** start ENTRIES PROVIDED **

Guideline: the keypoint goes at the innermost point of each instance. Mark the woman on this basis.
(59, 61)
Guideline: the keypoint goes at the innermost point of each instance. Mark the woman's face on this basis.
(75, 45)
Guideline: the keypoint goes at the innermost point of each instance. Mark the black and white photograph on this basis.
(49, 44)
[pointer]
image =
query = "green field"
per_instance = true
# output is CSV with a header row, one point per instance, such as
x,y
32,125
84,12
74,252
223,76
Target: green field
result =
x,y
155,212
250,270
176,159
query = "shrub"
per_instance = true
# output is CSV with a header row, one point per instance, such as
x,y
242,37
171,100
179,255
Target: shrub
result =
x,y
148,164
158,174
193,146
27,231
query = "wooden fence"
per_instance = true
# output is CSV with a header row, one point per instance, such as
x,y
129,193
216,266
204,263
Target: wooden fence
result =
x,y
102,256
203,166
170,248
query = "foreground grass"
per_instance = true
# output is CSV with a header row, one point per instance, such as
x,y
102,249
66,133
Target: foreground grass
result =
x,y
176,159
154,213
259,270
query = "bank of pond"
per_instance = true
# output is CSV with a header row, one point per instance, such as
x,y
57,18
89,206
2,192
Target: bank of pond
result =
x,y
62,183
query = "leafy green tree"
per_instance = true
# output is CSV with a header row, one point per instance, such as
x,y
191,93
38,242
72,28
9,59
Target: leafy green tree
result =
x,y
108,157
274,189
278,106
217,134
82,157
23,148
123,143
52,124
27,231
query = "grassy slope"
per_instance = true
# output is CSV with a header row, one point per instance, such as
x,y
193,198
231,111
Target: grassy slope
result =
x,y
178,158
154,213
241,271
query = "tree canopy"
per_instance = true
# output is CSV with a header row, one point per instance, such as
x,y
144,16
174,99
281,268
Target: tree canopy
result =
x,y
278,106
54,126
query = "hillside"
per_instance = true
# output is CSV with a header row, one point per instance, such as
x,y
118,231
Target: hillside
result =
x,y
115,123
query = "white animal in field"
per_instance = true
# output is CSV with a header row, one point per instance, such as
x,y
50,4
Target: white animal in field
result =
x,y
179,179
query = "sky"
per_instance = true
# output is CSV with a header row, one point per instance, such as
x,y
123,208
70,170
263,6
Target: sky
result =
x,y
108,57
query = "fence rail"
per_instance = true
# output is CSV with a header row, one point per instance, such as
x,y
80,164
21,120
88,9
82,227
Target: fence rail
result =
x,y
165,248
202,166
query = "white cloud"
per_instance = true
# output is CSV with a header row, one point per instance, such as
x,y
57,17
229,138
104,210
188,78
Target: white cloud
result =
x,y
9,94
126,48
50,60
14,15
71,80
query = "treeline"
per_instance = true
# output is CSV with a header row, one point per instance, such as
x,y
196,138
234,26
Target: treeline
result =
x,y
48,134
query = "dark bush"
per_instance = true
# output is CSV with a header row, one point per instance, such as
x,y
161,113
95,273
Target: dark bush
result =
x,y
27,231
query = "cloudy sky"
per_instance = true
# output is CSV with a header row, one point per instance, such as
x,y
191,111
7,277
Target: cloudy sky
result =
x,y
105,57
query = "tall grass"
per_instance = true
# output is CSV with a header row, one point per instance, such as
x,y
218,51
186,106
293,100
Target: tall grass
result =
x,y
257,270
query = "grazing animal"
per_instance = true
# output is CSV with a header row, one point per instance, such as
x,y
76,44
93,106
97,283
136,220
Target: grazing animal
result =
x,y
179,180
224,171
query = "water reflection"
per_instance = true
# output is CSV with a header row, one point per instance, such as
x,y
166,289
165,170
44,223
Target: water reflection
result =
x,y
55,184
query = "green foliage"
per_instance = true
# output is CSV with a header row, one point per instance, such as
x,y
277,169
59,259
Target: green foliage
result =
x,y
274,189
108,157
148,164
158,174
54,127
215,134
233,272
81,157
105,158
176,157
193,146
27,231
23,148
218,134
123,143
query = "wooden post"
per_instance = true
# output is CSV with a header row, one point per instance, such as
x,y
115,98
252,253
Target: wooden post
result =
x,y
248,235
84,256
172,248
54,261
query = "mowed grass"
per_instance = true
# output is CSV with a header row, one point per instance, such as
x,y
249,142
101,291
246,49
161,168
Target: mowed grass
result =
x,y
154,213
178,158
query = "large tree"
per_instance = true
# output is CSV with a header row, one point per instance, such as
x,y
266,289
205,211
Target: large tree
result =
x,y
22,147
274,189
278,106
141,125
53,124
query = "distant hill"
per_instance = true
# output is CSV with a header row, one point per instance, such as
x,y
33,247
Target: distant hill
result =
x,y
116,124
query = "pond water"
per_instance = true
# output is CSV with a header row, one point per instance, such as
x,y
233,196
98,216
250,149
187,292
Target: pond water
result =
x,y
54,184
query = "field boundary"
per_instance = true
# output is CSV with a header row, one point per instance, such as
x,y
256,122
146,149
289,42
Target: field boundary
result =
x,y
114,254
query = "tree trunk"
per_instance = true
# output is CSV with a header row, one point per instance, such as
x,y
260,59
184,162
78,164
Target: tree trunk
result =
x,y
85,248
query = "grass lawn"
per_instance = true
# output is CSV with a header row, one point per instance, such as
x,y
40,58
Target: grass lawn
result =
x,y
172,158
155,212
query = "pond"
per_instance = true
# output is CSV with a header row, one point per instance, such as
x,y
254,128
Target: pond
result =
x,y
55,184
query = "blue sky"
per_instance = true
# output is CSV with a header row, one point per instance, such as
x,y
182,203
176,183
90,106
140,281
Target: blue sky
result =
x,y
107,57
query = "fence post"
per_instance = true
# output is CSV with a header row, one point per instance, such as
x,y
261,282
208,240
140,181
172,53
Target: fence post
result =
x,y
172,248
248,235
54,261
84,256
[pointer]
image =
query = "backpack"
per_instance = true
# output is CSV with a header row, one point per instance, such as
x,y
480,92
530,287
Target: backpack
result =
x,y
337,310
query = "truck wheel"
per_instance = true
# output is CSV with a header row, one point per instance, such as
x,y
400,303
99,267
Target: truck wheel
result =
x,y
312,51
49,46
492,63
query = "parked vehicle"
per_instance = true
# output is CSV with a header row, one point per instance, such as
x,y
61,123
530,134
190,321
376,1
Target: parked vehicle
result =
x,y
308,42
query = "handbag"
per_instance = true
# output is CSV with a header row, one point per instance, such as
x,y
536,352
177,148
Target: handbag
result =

** end ENTRIES PROVIDED **

## PROBLEM TO WORK ON
Each record above should be repeated exactly as it appears.

## EXERCISE OUTPUT
Guideline: the keypoint goes at the innermost point of each instance. Mark the woman on this basis.
(59, 61)
Guideline: the keypoint goes at the innermost point of each instance. Mark the woman's face on this basis.
(75, 45)
Guideline: the keypoint goes at the innermost point of each instance. Mark the black and white photograph on this basis.
(49, 44)
[pointer]
image =
query = "green field"
per_instance = true
# output is CSV with a header row, one point per instance, such as
x,y
32,125
84,12
74,252
223,76
Target: green field
result =
x,y
155,212
250,270
176,159
query = "shrub"
per_instance = true
# output is CSV with a header row, one point per instance, such as
x,y
242,37
171,100
179,255
Target: shrub
result =
x,y
148,164
158,174
193,146
27,231
query = "wooden fence"
per_instance = true
# output is CSV with a header row, one point per instance, such as
x,y
129,193
216,266
204,263
Target: wooden fence
result =
x,y
102,256
203,166
170,248
query = "foreground grass"
per_instance = true
# output is CSV with a header row, one point per instance, such as
x,y
102,249
66,133
Target: foreground grass
result =
x,y
176,159
154,213
259,270
query = "bank of pond"
per_instance = true
# output is CSV with a header row, one point per instance, such as
x,y
57,18
89,206
2,192
Target: bank of pond
result =
x,y
62,183
query = "leafy green tree"
per_instance = true
# output is CSV with a header row, one point per instance, such as
x,y
191,93
38,242
72,28
9,59
Target: leafy green tree
result =
x,y
108,157
274,189
278,106
217,134
82,157
23,148
123,143
52,124
27,231
query = "grassy slope"
per_instance = true
# output is CSV with a header row, one point per instance, such as
x,y
193,198
231,111
Target: grassy slope
result =
x,y
178,158
154,213
241,271
query = "tree canopy"
per_instance = true
# output is CSV with a header row, one point per instance, such as
x,y
144,16
174,99
281,268
Target: tree canopy
result =
x,y
278,106
54,126
query = "hillside"
per_instance = true
# output is CSV with a header row, one point per instance, such as
x,y
118,231
Target: hillside
result =
x,y
115,123
query = "white animal in field"
per_instance = true
# output is CSV with a header row, one point per instance, such as
x,y
50,4
Target: white animal in field
result =
x,y
179,179
query = "sky"
per_instance = true
# output is CSV with a header row, one point per instance, such as
x,y
123,208
70,170
263,6
Target: sky
result =
x,y
108,57
query = "fence rail"
per_instance = true
# output is CSV with a header row, one point per instance, such as
x,y
80,164
21,120
88,9
82,227
Target: fence rail
result =
x,y
165,248
202,166
query = "white cloud"
per_instance = true
# output is CSV with a header row, one point per instance, such as
x,y
57,17
229,138
104,210
188,78
Target: white cloud
result =
x,y
9,94
126,48
50,60
14,15
71,80
query = "treeline"
per_instance = true
# output is CSV with a header row, one point per instance, such as
x,y
196,138
234,26
Target: treeline
result =
x,y
48,134
query = "dark bush"
per_instance = true
# output is CSV with a header row, one point per instance, such as
x,y
161,113
95,273
Target: dark bush
result =
x,y
27,231
query = "cloudy sky"
per_instance = true
# output is CSV with a header row, one point per instance, such as
x,y
191,111
7,277
Target: cloudy sky
result =
x,y
105,57
query = "tall grass"
per_instance = true
# output is CSV with a header row, one point per instance, such as
x,y
218,51
186,106
293,100
Target: tall grass
result =
x,y
257,270
query = "grazing animal"
per_instance = true
# output is CSV with a header row, one point per instance, such as
x,y
76,44
93,106
97,283
136,220
Target: grazing animal
result =
x,y
179,180
224,171
query = "water reflection"
per_instance = true
# output is CSV with a header row, one point per instance, such as
x,y
166,289
165,170
44,223
Target: water reflection
result =
x,y
55,184
query = "green foliage"
per_instance = true
# output is CSV with a header row, one point per instance, such as
x,y
277,169
59,259
Target: green foliage
result =
x,y
274,189
108,157
148,164
158,174
54,127
215,134
233,272
81,157
105,158
176,157
193,146
27,231
23,148
218,134
123,143
query = "wooden post"
per_instance = true
# output is CSV with a header row, one point per instance, such as
x,y
115,98
252,253
Target: wooden post
result =
x,y
248,235
84,256
172,248
54,261
query = "mowed grass"
per_instance = true
# output is CSV with a header row, one point per instance, such as
x,y
249,142
101,291
246,49
161,168
Target: mowed grass
result =
x,y
154,213
178,158
query = "large tree"
per_instance = true
# output is CSV with a header row, one point per instance, such as
x,y
266,289
205,211
Target: large tree
result =
x,y
22,147
274,189
278,106
141,125
53,124
query = "distant hill"
per_instance = true
# output is CSV with a header row, one point per instance, such as
x,y
33,247
Target: distant hill
result =
x,y
116,124
query = "pond water"
per_instance = true
# output is CSV with a header row, one point per instance, such as
x,y
233,196
98,216
250,149
187,292
Target: pond water
result =
x,y
54,184
query = "field boundary"
per_instance = true
# output is CSV with a header row, one point per instance, such as
x,y
256,122
146,149
289,42
Target: field boundary
result =
x,y
114,254
query = "tree trunk"
per_instance = true
# output is CSV with a header row, one point per instance, such as
x,y
260,59
184,162
78,164
Target: tree trunk
result =
x,y
85,248
query = "grass lawn"
per_instance = true
# output is CSV with a header row, one point per instance, such as
x,y
40,58
Target: grass lawn
result =
x,y
172,158
155,212
query = "pond"
per_instance = true
# output is CSV with a header row, one point per instance, such as
x,y
254,128
Target: pond
result =
x,y
55,184
query = "blue sky"
per_instance = true
# output is CSV with a header row, one point per instance, such as
x,y
182,203
176,183
90,106
140,281
Target: blue sky
result =
x,y
107,57
query = "fence post"
per_instance = true
# output is CSV with a header row, one point per instance, such as
x,y
261,282
208,240
140,181
172,53
Target: fence post
result =
x,y
172,248
248,235
54,261
84,256
[pointer]
image =
query = "backpack"
per_instance = true
# output is CSV with a header row, one point per instance, such as
x,y
480,92
530,287
Target: backpack
result =
x,y
337,310
query = "truck wheel"
per_instance = true
# output is CSV with a header row, one point per instance, such as
x,y
400,303
99,267
Target: truck wheel
result =
x,y
312,51
49,46
492,63
query = "parked vehicle"
per_instance = true
# output is CSV with a header row, one point per instance, such as
x,y
61,123
530,134
190,321
376,1
Target: parked vehicle
result =
x,y
308,42
query = "handbag"
per_instance = true
# output is CSV with a header row, one point per instance, such as
x,y
536,352
177,148
Target: handbag
result =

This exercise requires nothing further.